▶ _Source excerpt_
--------------------
SC Rejects Tiger Global's Tax Avoidance, Rules Mauritius Structure Impermissible

The Supreme Court has overturned a Delhi High Court judgment, ruling that Tiger Global's Mauritius-based entities engaged in an impermissible tax avoidance arrangement during the sale of Flipkart shares. The court held the transaction lacked commercial substance and was designed primarily to obtain benefits under the India-Mauritius tax treaty, thus attracting the General Anti-Avoidance Rule (GAAR). It concluded capital gains from the transfer are taxable in India, rejecting claims of grandfathering protection. The landmark decision is expected to have wide-ranging implications for cross-border investments and tax treaty claims.

Key Points: SC Rules Tiger Global's Tax Structure Impermissible, Allows Revenue Appeals

  • SC allows Revenue's appeals against tax exemption
  • Rules Mauritius structure lacked commercial substance
  • Holds GAAR applies, denies treaty benefits
  • Flipkart sale gains taxable in India post-April 2017
3 min read

SC rules Tiger Global structure impermissible tax-avoidance, allows Revenue department's appeals

Supreme Court overturns Delhi HC, holds Tiger Global's Mauritius arrangement for Flipkart sale as tax avoidance. Gains taxable in India, GAAR applies.

"Tiger Global's case will impact all current and prior M&A deals where tax treaty benefits have been claimed. - Gouri Puri"

New Delhi, January 15

The Supreme Court on Thursday allowed the Revenue authorities' appeals and set aside the Delhi High Court's 2024 judgment that had granted capital gains tax exemption to Tiger Global's Mauritius-based entities, holding that the transactions constituted impermissible tax-avoidance arrangements and were taxable in India.

A Bench of Justices R Mahadevan and J B Pardiwala held that the Revenue authorities had successfully established that the transfer of shares by Tiger Global International II, III and IV Holdings Mauritius entities was carried out pursuant to an arrangement lacking commercial substance and designed primarily to obtain treaty benefits under the India-Mauritius Double Taxation Avoidance Agreement (DTAA).

As a result, the Court ruled that Chapter X-A (GAAR) of the Income Tax Act was attracted and that the applications before the Authority for Advance Rulings (AAR) were rightly rejected as barred under proviso (iii) to Section 245R(2).

The Court further held that capital gains arising from transfers effected after April 1, 2017, are taxable in India, notwithstanding that the shares were acquired prior to that date, rejecting the claim of grandfathering under Article 13 of the DTAA.

It concluded that the High Court had erred in interfering with the AAR's order and in holding that the transactions were not designed for tax avoidance.
--------------------
▶ _Your tasks_
**1.** Answer these questions from the article on the Tiger Global ruling:
(a) Which court's judgment did the Supreme Court set aside?
(b) Which two justices made up the Bench?
(c) Capital gains from transfers made after what date are held taxable in India?
**2.** Reproduce the passage of the Tiger Global ruling article from "The Court further" to "of the DTAA.", word for word.

▶ _Data rows_
--------------------
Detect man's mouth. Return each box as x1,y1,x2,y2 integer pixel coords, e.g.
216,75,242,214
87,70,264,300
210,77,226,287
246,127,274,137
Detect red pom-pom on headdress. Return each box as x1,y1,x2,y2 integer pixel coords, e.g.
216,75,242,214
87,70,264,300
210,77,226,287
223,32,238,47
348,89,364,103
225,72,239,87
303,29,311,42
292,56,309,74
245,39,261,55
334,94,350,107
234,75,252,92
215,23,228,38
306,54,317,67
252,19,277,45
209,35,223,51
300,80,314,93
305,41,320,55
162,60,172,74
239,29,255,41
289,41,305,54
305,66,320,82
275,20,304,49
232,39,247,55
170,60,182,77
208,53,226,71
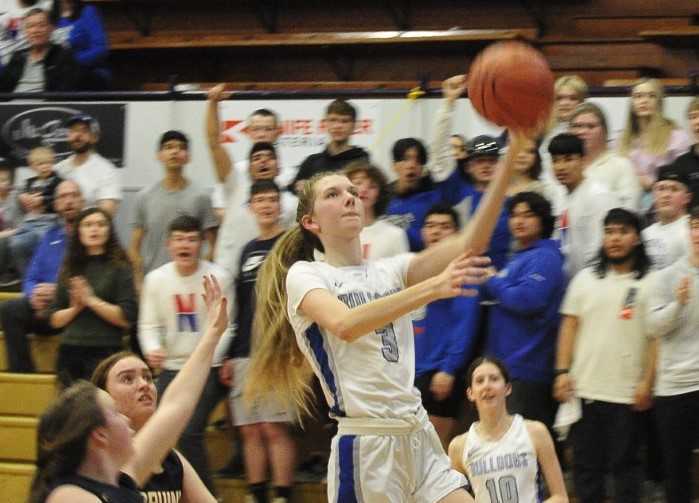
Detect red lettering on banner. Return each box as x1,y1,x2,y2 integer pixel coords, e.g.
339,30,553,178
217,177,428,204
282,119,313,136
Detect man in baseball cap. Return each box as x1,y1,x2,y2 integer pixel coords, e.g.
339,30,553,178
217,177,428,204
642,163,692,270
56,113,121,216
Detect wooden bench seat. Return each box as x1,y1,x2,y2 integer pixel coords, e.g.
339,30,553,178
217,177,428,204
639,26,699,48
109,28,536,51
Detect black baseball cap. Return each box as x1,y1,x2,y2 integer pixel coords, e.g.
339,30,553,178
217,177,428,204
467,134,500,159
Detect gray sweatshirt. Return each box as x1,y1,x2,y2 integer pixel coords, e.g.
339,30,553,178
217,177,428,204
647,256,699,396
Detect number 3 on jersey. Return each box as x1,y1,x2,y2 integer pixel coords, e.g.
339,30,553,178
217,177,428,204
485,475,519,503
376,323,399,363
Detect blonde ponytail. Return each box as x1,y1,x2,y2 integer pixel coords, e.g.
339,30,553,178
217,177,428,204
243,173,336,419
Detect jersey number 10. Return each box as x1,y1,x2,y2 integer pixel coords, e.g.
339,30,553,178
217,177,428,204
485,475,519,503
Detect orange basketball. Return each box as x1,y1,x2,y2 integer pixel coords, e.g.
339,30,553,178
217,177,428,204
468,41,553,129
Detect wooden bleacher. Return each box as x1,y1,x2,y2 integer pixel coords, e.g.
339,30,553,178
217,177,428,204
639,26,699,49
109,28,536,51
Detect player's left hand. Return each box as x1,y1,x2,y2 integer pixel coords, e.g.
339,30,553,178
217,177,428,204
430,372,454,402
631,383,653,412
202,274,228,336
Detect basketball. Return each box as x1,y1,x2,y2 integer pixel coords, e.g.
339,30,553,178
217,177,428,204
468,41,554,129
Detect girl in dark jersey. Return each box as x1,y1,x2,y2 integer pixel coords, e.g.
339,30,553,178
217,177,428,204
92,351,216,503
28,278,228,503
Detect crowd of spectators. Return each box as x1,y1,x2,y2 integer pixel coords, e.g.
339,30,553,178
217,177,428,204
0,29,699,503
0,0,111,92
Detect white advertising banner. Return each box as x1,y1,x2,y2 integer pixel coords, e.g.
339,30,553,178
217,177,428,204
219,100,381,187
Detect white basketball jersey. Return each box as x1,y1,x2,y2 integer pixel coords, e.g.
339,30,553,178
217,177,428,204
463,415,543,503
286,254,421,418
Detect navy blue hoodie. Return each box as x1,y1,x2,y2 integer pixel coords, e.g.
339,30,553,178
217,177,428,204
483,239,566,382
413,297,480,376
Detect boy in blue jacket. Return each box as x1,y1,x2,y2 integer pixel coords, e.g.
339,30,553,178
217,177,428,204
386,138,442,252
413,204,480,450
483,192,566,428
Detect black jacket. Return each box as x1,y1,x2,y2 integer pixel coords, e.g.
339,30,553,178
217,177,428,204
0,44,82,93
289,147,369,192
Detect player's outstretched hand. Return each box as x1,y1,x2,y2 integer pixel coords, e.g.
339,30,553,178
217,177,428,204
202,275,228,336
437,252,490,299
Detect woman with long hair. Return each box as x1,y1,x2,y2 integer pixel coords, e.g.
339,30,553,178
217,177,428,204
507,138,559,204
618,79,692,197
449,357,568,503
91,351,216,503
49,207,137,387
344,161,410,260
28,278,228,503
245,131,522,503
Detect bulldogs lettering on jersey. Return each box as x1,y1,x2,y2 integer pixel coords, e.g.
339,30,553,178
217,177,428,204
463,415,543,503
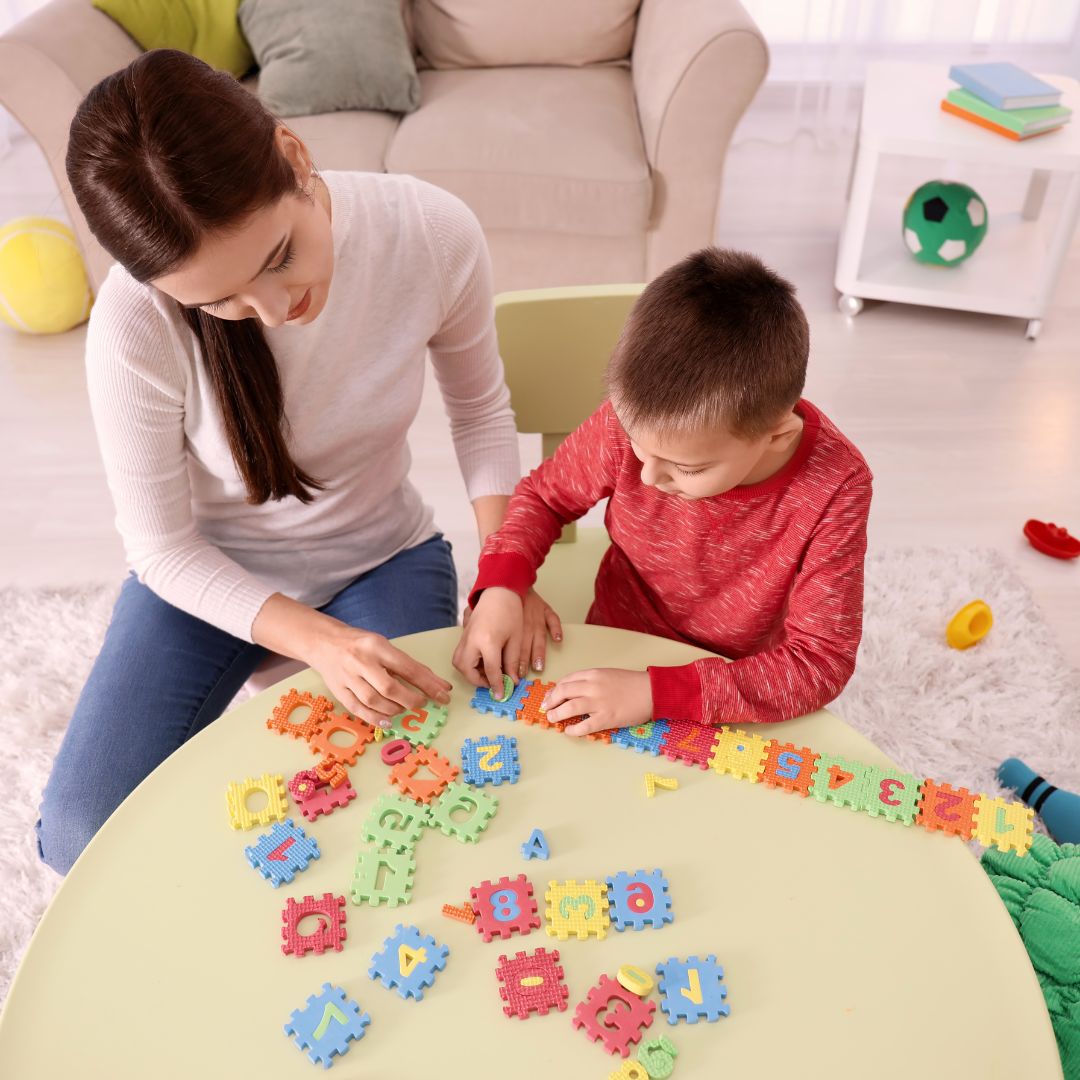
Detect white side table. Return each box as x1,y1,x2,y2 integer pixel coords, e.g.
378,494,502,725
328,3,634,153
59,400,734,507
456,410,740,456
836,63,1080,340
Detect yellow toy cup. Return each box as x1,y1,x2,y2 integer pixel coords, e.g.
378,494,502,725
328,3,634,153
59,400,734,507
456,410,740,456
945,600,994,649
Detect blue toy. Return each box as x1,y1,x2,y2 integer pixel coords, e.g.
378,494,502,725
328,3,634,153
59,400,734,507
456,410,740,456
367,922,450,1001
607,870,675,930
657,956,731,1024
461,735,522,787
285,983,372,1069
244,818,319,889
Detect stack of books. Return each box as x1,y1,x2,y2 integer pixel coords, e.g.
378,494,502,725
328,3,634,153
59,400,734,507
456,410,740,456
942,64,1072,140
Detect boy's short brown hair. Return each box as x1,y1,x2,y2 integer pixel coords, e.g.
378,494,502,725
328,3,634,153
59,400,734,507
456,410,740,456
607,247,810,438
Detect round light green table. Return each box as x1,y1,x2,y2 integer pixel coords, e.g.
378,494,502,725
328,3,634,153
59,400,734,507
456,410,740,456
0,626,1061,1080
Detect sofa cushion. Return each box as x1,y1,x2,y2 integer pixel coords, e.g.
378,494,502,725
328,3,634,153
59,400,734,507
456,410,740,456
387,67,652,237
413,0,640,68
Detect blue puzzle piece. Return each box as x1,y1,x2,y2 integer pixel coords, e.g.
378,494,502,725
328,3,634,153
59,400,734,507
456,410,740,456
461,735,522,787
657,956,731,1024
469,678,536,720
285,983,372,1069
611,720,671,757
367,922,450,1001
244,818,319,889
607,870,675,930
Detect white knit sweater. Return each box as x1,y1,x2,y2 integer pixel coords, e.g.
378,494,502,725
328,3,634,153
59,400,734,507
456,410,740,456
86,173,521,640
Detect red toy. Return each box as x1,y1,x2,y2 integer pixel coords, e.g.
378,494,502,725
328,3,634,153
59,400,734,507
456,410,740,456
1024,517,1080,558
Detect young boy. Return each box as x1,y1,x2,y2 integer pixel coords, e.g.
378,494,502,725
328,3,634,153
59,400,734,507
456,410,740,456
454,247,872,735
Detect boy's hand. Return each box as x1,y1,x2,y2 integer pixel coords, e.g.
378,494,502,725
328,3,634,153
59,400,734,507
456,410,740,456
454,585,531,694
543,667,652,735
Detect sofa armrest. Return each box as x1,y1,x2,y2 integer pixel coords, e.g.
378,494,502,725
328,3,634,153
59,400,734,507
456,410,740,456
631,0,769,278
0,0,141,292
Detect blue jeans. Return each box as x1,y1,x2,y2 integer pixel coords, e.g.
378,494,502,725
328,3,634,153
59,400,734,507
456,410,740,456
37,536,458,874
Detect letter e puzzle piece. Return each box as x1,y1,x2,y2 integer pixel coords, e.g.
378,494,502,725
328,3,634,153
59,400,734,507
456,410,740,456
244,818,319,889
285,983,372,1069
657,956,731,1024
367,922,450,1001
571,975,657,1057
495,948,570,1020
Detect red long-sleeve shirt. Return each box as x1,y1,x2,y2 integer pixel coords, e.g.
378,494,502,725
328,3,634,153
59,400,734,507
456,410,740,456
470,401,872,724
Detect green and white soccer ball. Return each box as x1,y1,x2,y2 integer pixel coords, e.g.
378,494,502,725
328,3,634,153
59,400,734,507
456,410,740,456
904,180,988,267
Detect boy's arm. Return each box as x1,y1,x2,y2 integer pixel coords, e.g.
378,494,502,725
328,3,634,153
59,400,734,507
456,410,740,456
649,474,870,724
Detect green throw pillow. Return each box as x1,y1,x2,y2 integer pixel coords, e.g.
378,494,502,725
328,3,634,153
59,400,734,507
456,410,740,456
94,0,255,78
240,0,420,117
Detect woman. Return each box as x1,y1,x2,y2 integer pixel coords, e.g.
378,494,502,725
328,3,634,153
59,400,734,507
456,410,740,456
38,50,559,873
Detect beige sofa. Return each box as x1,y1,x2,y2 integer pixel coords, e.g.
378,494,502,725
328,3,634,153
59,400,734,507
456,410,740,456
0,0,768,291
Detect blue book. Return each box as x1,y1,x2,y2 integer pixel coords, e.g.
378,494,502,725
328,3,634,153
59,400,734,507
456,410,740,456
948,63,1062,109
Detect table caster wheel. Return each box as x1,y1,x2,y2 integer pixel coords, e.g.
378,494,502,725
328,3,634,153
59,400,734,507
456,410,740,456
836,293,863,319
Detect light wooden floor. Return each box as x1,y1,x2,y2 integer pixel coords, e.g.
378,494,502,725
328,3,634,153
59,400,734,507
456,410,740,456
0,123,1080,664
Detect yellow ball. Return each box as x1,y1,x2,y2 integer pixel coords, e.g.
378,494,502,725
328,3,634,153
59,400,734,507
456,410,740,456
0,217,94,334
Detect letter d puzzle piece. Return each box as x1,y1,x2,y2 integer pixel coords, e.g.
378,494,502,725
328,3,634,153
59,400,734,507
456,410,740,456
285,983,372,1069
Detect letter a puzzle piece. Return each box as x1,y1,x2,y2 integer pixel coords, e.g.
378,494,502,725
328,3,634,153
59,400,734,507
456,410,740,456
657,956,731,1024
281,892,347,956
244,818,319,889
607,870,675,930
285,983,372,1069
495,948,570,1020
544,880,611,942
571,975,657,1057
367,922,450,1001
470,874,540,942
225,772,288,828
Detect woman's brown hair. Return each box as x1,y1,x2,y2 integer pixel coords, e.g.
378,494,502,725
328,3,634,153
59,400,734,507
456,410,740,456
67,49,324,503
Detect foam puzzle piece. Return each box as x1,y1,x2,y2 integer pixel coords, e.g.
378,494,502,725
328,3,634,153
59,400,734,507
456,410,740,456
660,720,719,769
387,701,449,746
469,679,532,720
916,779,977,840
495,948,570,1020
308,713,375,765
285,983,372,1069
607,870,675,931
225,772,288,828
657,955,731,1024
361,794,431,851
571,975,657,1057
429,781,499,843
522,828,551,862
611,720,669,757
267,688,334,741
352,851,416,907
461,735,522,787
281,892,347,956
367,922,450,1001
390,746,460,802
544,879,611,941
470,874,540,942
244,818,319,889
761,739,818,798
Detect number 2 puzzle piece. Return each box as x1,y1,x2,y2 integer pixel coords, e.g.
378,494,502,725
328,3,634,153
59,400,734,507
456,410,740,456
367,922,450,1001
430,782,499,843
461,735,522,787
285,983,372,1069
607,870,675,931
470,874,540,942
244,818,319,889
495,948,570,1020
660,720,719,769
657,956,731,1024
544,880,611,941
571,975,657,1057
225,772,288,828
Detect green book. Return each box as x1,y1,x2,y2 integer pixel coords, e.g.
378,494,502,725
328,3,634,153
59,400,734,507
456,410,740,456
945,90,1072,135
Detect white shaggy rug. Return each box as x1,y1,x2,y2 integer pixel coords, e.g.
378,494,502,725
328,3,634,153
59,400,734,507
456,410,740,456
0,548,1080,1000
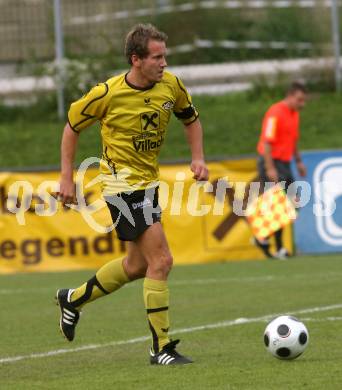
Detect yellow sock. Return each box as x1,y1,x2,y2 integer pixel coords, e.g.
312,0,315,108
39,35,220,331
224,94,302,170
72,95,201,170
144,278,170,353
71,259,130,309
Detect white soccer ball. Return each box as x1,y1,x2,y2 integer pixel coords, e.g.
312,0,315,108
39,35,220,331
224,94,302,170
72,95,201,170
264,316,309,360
--------------------
▶ _Task-by-task solutions_
**1.**
(a) The Delhi High Court's 2024 judgment.
(b) Justices R Mahadevan and J B Pardiwala.
(c) April 1, 2017.

**2.**
The Court further held that capital gains arising from transfers effected after April 1, 2017, are taxable in India, notwithstanding that the shares were acquired prior to that date, rejecting the claim of grandfathering under Article 13 of the DTAA.